Potongan Dokumen |
>>>

Oleh: Desma H.
Pagi tadi, hujan mereda, padahal aku masih berpayung. Melangkah menuju tempat mengajar, berjarak beberapa meter dari gedung sekolah. Kejadian pandemi menjadikan perihal KBM layak kucing-kucingan. Entah siapa tikus, entah siapa kucing? Pastinya aku terlibat di sana, dan ikuti saja. Toh ini juga merupa aliran sungai yang kelak sampai ke muara. Perkara sungainya keruh atau jernih, abaikan dulu.
Matahari perlahan muncul, dari cengkeraman awan abu-abu. Pendarnya hangat menimpa punggung yang masih berbalut jaket. Tadi sangat dingin memang, berselang waktu, hawa berubah. Udara menari, kemudian menertawakan payungku yang masih terbentang. Aduhai, ia telah lindungi pakaianku dari rinai nan menderas, kemudian melirih. Di hadapanku dua orang berjilbab berbincang, mereka karyawan bagian dapur, yang bertugas mengantar makanan. Berselisih jalan, juga berpayung lebar. Ketika kami bertiga bertemu dalam satu garis, maka jalan di komplek itu tercukupi. Andai kami berhenti, maka kendaraan jenis apapun tak akan bisa melintas.
"Hujannya deras sekali ya, Bu De."
Kusapa, dan mereka menanggapi.
"Iya, Bu. Deres banget."
Maka perjalanan kami yang berlawanan, berlanjut. Jalan sepi, kubuka masker yang sejak tadi menutupi wajah. Sejuk menerpa. Kurasakan kembali kelembutan angin, juga percik-percik rerintik hujan yang tak sengaja terpantul. Ah, udara surga ini begitu lama dirindukan. Tapi suara hanya bergerunjal di hati. Suara hanya meletup di balik 3 lapis yang konon katanya, sanggup membentengi dari virus. Meskipun, sejak awal tiada yang menjamin, bahwa dari menutup lubang hidung dengan benda itu dapat terhindar dari virus.

<<<

Cuplikan Data |
>>>

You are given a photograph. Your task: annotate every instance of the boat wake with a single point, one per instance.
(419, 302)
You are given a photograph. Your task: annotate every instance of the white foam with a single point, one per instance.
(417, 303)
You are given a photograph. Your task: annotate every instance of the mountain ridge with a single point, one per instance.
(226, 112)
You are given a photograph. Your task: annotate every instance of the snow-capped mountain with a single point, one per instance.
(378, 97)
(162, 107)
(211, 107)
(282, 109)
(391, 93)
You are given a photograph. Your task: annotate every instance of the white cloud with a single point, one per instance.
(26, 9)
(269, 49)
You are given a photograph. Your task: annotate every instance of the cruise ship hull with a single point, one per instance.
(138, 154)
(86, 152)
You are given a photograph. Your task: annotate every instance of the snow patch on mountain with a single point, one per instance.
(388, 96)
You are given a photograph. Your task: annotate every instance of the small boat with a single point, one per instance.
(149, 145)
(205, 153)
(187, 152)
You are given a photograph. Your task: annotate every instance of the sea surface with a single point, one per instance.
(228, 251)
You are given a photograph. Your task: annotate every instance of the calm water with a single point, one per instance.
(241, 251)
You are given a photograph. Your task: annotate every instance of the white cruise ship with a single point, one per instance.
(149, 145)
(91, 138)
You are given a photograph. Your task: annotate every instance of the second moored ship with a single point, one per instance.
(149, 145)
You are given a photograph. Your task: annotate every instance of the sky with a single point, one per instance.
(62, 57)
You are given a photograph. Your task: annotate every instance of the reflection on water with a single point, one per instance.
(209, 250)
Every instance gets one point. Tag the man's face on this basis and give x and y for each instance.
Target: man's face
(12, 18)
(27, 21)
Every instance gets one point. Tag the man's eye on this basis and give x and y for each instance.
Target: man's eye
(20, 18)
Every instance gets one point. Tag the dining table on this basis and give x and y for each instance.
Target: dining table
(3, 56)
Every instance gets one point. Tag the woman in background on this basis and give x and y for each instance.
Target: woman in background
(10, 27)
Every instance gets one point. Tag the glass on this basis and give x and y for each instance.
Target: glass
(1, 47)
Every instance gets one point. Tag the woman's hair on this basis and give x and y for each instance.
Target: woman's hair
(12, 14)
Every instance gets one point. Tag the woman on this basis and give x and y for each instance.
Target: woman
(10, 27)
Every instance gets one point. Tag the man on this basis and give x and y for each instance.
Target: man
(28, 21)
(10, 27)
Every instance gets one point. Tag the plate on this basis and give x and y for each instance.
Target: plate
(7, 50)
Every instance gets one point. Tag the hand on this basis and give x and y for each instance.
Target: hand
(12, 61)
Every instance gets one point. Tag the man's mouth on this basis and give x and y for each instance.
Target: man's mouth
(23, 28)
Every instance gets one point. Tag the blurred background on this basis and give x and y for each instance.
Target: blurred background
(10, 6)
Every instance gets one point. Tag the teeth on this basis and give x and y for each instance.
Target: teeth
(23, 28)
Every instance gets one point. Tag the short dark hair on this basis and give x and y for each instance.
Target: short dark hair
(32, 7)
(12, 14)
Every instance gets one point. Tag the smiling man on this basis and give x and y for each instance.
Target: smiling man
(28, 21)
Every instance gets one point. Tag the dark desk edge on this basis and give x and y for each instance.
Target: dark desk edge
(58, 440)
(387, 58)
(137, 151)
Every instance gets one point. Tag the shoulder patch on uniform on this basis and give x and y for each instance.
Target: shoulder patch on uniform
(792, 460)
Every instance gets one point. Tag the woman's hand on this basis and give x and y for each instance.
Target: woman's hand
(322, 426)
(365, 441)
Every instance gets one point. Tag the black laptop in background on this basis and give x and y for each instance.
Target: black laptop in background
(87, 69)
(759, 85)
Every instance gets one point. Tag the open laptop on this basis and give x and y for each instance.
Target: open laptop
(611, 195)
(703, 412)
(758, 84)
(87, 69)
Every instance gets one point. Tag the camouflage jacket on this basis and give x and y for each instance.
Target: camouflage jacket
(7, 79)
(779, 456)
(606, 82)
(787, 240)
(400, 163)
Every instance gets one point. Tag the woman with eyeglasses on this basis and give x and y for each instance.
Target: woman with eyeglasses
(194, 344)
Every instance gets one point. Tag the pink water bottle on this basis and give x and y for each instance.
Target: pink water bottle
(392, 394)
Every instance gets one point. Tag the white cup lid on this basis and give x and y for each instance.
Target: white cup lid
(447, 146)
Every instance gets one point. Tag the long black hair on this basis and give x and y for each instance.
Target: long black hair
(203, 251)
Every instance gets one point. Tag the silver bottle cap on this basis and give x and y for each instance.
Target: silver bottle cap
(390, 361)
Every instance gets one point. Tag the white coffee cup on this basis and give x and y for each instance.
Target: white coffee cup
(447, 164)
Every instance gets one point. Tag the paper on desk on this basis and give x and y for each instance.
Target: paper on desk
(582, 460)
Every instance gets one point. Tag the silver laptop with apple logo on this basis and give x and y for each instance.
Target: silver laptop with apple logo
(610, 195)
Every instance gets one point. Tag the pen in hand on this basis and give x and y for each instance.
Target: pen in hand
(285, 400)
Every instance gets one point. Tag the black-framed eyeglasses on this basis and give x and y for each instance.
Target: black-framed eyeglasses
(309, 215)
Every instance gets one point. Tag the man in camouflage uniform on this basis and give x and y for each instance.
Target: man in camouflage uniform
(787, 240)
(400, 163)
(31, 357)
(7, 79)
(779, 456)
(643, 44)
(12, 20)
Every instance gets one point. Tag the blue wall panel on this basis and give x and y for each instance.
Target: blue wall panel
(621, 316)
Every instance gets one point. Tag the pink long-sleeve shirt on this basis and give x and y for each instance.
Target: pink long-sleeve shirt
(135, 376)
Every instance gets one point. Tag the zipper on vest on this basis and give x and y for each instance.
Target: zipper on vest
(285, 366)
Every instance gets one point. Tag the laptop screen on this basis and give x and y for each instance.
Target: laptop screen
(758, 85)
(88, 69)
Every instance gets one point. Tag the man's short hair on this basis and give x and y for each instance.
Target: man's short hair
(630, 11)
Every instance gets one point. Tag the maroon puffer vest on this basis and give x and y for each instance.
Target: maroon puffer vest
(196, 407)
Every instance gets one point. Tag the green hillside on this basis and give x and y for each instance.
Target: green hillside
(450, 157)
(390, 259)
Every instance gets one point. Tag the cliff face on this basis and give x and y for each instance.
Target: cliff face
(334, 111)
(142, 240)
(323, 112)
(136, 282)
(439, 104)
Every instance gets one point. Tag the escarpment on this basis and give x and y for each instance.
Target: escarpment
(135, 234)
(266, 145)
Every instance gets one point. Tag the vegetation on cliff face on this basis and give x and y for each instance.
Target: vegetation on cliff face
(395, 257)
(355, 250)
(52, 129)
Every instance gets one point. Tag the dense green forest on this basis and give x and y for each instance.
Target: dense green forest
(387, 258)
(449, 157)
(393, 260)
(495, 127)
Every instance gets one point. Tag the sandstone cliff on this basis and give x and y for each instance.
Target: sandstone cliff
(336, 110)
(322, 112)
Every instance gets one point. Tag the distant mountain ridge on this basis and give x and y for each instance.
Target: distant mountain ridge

<<<

Tindakan yang Diminta |
Lanjutkan cerita tentang perjalanan ke tempat mengajar pada pagi berhujan, mulai dari titik akhir bagian yang ditampilkan. Data di atas merupakan bahan tersendiri, terpisah dari cerita.

Jawaban Tertulis |
Prokes ketat pun kena, prokes longgar pun kena. Bisa jadi ini adalah barisan pernyataan manusia putus asa dengan gonjang-ganjing keadaan. Sengaja kuhirup udara surga dengan melambatkan langkah. Betapa rongga dada seakan terbuka. Sesak memudar. Sungguh kenikmatan luar biasa, yang selama ini dibelenggu kekhawatiran.
Jika bukan karena luka hati, melihat air mata nya menjamah telapak tangan, dalam pinta pada Tuhan, saat melihat napasku tersengal di tengah malam; aku benar-benar akan melepas masker dan berteriak,
"Ambillah surga dunia, hancurkan ketakutan yang kalian benihkan!"
Tapi, melihat setumpukan obat-obatan, dan berita keberpulangan berseliweran, menjadikan wajah ini kembali terdekap. Pada titik ini, aku masih kembali melihat pijakan. Tanah retak, telah basah. Tunai rindu pada rinai. Doa-doa yang sampai.